- **Input**

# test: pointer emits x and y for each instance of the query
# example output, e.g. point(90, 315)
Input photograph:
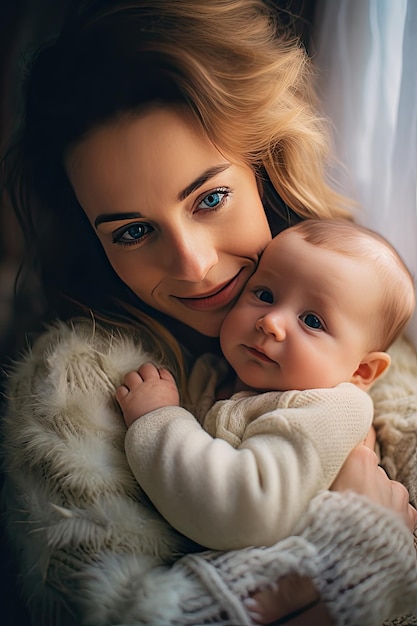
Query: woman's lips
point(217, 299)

* * *

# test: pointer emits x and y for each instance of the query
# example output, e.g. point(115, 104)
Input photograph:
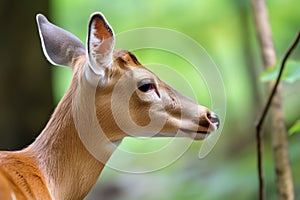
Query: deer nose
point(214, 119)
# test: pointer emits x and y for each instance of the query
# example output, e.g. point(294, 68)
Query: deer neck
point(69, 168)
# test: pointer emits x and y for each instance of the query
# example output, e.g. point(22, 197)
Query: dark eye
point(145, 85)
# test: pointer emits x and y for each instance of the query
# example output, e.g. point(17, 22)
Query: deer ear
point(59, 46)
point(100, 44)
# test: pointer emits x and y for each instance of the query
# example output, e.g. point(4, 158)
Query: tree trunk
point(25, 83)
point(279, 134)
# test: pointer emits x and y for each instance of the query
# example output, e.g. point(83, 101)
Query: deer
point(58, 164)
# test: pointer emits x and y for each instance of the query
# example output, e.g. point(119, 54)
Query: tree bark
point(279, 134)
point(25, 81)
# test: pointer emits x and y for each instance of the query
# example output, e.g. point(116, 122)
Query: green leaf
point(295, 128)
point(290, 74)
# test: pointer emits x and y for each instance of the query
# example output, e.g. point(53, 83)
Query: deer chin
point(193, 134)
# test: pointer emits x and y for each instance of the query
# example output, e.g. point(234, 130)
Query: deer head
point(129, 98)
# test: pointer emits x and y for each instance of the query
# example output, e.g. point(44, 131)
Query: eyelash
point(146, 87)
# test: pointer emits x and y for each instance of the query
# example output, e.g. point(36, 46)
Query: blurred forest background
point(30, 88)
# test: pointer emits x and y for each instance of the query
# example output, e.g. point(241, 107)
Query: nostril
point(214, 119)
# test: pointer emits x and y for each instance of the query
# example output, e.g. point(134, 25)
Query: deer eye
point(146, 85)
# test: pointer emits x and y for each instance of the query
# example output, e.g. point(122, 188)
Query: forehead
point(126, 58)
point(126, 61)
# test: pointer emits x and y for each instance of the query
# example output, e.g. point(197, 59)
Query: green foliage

--

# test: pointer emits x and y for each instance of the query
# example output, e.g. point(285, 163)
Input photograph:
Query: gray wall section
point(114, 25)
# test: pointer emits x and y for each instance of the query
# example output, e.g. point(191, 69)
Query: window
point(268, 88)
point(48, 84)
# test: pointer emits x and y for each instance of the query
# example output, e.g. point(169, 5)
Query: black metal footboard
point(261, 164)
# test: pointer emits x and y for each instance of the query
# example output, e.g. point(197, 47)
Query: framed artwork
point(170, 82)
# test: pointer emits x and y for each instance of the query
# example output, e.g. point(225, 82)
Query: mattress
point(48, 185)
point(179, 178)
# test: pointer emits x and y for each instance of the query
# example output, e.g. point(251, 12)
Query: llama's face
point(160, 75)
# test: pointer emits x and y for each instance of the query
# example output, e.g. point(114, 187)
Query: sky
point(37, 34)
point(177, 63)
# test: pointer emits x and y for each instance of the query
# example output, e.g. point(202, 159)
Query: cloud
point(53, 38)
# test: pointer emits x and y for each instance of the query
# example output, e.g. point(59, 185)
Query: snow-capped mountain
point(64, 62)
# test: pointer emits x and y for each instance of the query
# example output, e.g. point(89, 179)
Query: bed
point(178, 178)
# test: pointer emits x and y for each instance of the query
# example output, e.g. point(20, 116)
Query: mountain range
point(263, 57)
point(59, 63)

- **Goal of the exercise**
Within the listing above, extract exactly the lines from the line with "Query: forehead" to the line with "Query: green foliage", the two named lines included, and no others.

- **Answer**
Query: forehead
point(126, 58)
point(126, 61)
# test: pointer emits x and y for each instance of the query
# example output, e.g. point(197, 59)
Query: green foliage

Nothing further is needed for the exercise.